Supplied records ->

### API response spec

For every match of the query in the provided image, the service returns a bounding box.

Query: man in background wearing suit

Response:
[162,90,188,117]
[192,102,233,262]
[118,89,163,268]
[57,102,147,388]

About this task ->
From the line containing "For every match" through the closing line of the material above, return every line exactly and omit all others.

Task solution ->
For every match of the query in the provided image, the service returns a bounding box.

Query: man in background wearing suit

Response:
[162,90,188,117]
[192,102,233,262]
[118,89,163,268]
[57,102,147,388]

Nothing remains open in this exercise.